Given passage:
******************************

This would work in your case (assuming I understand what's going on,
which is a stretch), but I think the timer synchronization model is
broken.

>
> > Can you detail what methods (in https://gerrit.openbmc-project.xyz/c/openbmc/openbmc-tools/+/35387 )?
> On top of patch 30348, we have 8 std::threads that directly run
> PSUSensors::prepareInput and do not use ASIO, and the main asio worker
> thread for handling the rest of the original PSUSensor logic. This
> corresponds to "Mode 7" in the description in hwmon-bmk (change
> 35387). We found that this roughly halves the total time it takes to
> read the 247 sensors. To compare, a user would need to start a very
> large number of threads (say, 32, 64 or 128) for the io_context to
> achieve the same speedup as can be seen in "Mode 42" in the
> descriptions of hwmon-bmk (change 35387).
>
> > Dumps
> The dump for the particular dbus-asio-bmk run is here:
> https://www.dropbox.com/sh/1xmo6vrz13zjkca/AADf1ySDYXyH6XIc7n2Hqc1Ba?dl=0
> For the dump from the actual BMC, a scrub process may be needed and I
> can't do it quickly yet.

That's a lot of interesting data, and I'm still unpacking it in my
head.  With that said, this is all great!  Keep it coming if you learn
anything else.

>
> I have set the mail to plaintext mode this time.

Excellent!


>
>
>
> On Thu, Aug 13, 2020 at 7:54 AM Ed Tanous <ed@tanous.net> wrote:
> >
> > On Wed, Aug 12, 2020 at 6:38 PM Sui Chen <suichen@google.com> wrote:
> > >
> > > Hello,
> > >
> > > Because machine configurations may change during development, we used a microbenchmark to try to isolate the cause and reproduce the long DBus latencies reliably, and another microbenchmark to demonstrate the idea we had tried that appeared to alleviate but not completely eliminate this DBus latency problem.

******************************

Data section:
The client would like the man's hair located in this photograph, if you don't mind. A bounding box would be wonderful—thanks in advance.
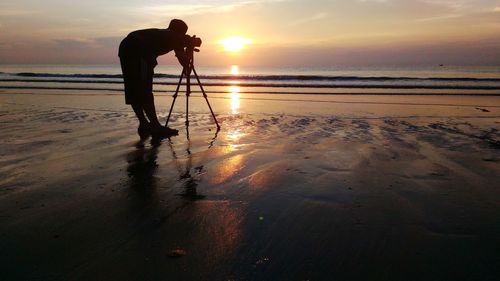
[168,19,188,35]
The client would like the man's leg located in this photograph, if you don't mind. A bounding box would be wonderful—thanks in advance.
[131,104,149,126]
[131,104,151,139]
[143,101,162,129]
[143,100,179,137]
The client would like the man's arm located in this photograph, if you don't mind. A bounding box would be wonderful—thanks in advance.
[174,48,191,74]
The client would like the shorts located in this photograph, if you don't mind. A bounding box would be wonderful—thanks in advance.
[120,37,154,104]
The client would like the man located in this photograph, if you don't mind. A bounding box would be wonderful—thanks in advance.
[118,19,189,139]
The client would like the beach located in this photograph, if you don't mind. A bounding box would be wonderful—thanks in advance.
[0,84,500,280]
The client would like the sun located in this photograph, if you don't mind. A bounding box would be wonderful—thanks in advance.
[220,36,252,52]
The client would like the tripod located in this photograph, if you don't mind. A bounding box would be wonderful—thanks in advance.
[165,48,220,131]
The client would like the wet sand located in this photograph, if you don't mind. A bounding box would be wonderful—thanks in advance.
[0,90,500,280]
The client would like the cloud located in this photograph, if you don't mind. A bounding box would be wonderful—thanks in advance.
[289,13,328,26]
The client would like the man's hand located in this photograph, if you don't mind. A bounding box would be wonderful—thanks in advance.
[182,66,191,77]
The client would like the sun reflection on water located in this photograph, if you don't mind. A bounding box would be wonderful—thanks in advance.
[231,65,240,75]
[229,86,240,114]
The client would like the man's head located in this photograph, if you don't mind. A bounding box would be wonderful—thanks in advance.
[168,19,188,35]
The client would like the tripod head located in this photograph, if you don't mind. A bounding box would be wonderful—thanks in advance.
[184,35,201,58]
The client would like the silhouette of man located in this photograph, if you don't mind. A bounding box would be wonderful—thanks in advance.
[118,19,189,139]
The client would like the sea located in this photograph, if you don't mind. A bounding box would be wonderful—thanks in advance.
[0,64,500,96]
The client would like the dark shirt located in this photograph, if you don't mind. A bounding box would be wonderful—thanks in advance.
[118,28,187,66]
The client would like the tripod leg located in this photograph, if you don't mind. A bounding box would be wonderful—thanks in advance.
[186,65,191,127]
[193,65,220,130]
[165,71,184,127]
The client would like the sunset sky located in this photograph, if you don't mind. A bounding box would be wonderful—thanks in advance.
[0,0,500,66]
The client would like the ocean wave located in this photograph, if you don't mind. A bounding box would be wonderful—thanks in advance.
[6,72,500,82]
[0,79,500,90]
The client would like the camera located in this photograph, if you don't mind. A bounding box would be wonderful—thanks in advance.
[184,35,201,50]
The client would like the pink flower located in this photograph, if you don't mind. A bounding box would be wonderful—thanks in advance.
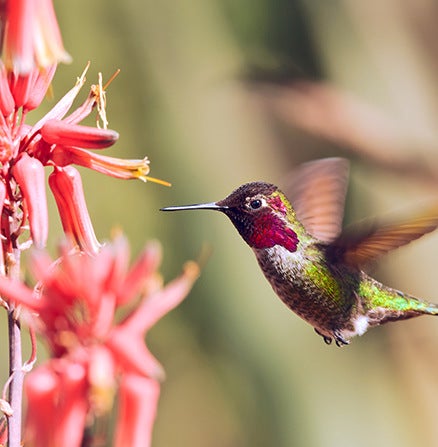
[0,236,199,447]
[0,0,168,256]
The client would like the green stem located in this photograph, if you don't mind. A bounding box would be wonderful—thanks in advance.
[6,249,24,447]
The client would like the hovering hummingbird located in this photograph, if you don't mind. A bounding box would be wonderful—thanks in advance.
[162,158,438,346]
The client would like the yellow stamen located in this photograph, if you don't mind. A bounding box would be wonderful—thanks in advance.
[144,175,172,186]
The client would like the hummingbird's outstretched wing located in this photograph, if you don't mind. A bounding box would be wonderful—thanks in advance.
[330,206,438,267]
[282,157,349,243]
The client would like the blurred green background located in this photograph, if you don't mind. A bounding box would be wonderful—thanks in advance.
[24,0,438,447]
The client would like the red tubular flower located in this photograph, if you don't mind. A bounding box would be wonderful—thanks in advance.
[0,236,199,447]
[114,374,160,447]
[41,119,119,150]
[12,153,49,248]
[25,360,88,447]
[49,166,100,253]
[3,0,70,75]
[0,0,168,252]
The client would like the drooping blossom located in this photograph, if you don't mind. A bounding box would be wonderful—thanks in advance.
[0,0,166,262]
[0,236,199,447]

******************************

Challenge 1:
List every numerical thread count stated in the sensor-latency thread.
Challenge 2:
Carry on the sensor-latency thread from its final sentence.

Exercise response 1:
8, 32, 64 and 128

Exercise response 2:
> >
> >
> > This works great, so long as you constrain things to the way they look
> > on the bmc, and don't look at things too closely.  One thread, pinned
> > to a single core tends to work best for reproducing this kind of
> > stuff.  If you can also pin something else to that same core that's
> > doing some work, it tends to be closer to a real bmc.  Also remember,
> > context switches are much cheaper on x86 multicore than they are on
> > other, less capable single core processors.  You need to keep that in
> > mind when running your microbenchmarks on a different platform, as the
> > profiles can vary significantly, especially in the worst case.
> >
> > >
> > >
> > > The first microbenchmark, dbus-asio-bmk (https://gerrit.openbmc-project.xyz/c/openbmc/openbmc-tools/+/35576) mimics our patched psusensor: an ASIO worker that reads sensors at some fixed timer interval; the ASIO worker is also used by sdbusplus for handling DBus work. We continuously run "busctl tree" against the DBus interface created by the microbenchmark binary.
> >
> > What patches did you apply?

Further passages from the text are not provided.